— begin Supplied records —

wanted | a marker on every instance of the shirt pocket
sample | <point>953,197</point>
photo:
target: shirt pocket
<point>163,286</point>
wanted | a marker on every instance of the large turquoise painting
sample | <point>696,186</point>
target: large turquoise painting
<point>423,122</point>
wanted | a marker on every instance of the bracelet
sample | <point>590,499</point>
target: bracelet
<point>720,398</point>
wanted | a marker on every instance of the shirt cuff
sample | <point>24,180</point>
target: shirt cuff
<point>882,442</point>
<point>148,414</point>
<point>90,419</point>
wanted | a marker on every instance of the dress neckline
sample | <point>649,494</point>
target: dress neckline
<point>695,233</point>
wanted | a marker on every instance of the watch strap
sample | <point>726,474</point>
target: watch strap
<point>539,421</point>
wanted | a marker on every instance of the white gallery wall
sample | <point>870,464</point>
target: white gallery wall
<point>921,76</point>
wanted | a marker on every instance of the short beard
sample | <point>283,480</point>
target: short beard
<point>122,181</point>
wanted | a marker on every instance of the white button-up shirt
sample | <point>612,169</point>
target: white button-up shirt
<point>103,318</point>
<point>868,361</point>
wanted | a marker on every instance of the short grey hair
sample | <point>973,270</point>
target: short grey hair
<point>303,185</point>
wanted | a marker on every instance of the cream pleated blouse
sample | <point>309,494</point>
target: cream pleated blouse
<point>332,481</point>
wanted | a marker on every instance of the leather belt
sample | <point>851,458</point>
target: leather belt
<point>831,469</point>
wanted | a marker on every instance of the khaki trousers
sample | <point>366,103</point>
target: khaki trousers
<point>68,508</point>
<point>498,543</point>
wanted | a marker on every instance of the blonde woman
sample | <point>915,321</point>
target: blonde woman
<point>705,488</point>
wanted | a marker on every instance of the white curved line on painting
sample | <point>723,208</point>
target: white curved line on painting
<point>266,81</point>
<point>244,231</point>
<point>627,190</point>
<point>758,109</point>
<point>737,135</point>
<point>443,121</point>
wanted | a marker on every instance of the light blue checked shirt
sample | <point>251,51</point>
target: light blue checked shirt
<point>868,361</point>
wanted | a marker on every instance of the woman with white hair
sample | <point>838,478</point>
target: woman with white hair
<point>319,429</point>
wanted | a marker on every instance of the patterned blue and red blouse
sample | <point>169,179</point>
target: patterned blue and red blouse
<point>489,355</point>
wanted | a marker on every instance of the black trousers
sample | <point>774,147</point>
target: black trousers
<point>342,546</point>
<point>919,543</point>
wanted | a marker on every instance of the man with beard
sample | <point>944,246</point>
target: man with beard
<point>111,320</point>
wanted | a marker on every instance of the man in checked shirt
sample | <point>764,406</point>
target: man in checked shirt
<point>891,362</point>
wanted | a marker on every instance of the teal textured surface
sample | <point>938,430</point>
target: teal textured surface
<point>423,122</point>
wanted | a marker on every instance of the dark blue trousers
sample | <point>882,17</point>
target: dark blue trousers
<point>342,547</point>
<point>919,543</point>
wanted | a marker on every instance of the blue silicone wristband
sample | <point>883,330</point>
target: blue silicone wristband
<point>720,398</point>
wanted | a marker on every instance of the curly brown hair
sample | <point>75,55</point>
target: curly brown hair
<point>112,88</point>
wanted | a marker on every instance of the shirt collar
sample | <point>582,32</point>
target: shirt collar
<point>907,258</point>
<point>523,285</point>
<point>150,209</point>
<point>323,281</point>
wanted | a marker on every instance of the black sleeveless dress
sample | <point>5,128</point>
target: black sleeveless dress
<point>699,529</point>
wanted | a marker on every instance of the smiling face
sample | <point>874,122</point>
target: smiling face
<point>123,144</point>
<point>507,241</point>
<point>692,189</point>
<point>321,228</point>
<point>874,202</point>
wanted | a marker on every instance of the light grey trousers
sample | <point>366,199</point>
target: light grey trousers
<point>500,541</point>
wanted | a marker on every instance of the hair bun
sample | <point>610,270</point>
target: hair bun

— end Supplied records —

▶ **Directive**: Extract every line from the one with "wanted | a marker on every instance of the black trousers" down to the final line above, both included, exactly as written.

▶ **Output of the exercise**:
wanted | a marker on every instance of the black trousers
sample | <point>774,147</point>
target: black trousers
<point>342,546</point>
<point>919,543</point>
wanted | a marker on every instance of the man with beard
sample | <point>944,246</point>
target: man with beard
<point>111,320</point>
wanted | a marker on every instance of the man in checked shirt
sample | <point>764,406</point>
target: man in checked shirt
<point>891,362</point>
wanted | a marker on every instance of the teal textured surface
sample | <point>938,430</point>
target: teal textured surface
<point>423,122</point>
wanted | a marker on every instance of the dark blue trousers
sample | <point>882,17</point>
target: dark blue trousers
<point>342,547</point>
<point>919,543</point>
wanted | a marker on every instance of the blue silicone wristband
sample | <point>883,330</point>
target: blue silicone wristband
<point>720,398</point>
wanted | a marker on every instance of the curly brown hair
sample | <point>75,55</point>
target: curly brown hair
<point>112,88</point>
wanted | a marker on every instance of the shirt collar
sample | <point>582,32</point>
target: shirt collar
<point>907,258</point>
<point>523,285</point>
<point>150,209</point>
<point>323,281</point>
wanted | a marker on every instance of the black sleeveless dress
sample | <point>5,128</point>
target: black sleeveless dress
<point>699,529</point>
wanted | a marker on every instance of the smiling face
sample | <point>874,122</point>
target: smiling face
<point>123,144</point>
<point>507,241</point>
<point>692,189</point>
<point>321,228</point>
<point>874,202</point>
wanted | a marker on every instance of the light grey trousers
sample | <point>366,199</point>
target: light grey trousers
<point>500,541</point>
wanted | a marker on every instance of the hair bun
sample | <point>610,270</point>
target: hair bun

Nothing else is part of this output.